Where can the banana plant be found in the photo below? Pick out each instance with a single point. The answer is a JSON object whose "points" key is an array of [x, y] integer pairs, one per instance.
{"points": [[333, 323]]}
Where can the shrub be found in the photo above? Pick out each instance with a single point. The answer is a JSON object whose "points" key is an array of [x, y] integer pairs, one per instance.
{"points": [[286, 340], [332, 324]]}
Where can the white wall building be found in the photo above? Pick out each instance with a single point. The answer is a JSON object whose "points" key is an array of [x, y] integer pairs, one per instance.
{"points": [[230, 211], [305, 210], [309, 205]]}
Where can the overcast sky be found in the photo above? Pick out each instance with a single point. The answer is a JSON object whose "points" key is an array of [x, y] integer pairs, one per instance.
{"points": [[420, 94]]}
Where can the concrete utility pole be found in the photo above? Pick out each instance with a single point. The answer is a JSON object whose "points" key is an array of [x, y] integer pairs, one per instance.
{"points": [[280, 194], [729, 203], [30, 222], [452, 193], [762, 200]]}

+---+

# Exercise details:
The listing is to be given again exactly, line for line.

# Solution to this task:
Where can the banana plant be found in the photo below? Pick out each instance with a single point. The answer is a JSON object whose "points" key is an array of [x, y] integer pairs, one per instance.
{"points": [[333, 323]]}
Where can the shrub be found in the photo above? Pick out each instance with a single point. The answer is a JSON object whose "points" key is an array of [x, y] integer pairs, one per instance.
{"points": [[286, 340], [332, 324]]}
Where can the white wall building be found in the photo above? Pick out each instance with a single point. The answer is a JSON object whose "points" key is an array of [x, y] integer pairs, one per instance.
{"points": [[230, 211], [305, 210], [309, 205]]}
Where can the overcast sky be found in the photo above? Pick out each instance with a single point. The answer is a JSON object whose "points" key is an array of [x, y] integer pairs, one per instance.
{"points": [[420, 94]]}
Where can the concrete utility pole be found in the photo above? Pick out each instance with a single point. The answer is a JSON object whose "points" key is an array of [x, y] integer pairs, one per instance.
{"points": [[280, 194], [729, 203], [30, 222], [452, 193], [762, 200]]}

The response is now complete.